WHAT YOU SHOULD DO -
Copy out the items from the line that contains "the wood grain" through the line that contains "[(185, 70), (289, 49), (107, 22)]", requests included. Increase every coordinate in the answers by 62, and leave the requests and their format samples unchanged.

[Start of RECORDS FOR PROCESSING]

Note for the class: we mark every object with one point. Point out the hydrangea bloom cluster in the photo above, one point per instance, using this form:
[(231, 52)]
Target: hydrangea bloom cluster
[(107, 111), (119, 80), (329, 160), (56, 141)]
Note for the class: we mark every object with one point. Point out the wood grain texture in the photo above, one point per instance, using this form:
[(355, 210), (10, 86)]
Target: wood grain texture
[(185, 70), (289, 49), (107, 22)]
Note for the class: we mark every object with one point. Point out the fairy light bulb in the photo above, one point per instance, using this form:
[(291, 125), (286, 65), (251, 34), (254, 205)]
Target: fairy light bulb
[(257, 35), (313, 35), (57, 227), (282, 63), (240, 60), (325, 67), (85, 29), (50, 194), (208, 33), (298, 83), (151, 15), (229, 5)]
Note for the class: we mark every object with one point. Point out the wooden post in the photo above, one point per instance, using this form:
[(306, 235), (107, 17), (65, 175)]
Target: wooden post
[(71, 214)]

[End of RECORDS FOR PROCESSING]

WRITTEN ANSWER -
Note for the class: we mark every object with one point. Point out the wood grain texture in the photo above, one point per instance, using this form:
[(355, 210), (10, 86)]
Target: wood grain texture
[(247, 132), (351, 111), (169, 84)]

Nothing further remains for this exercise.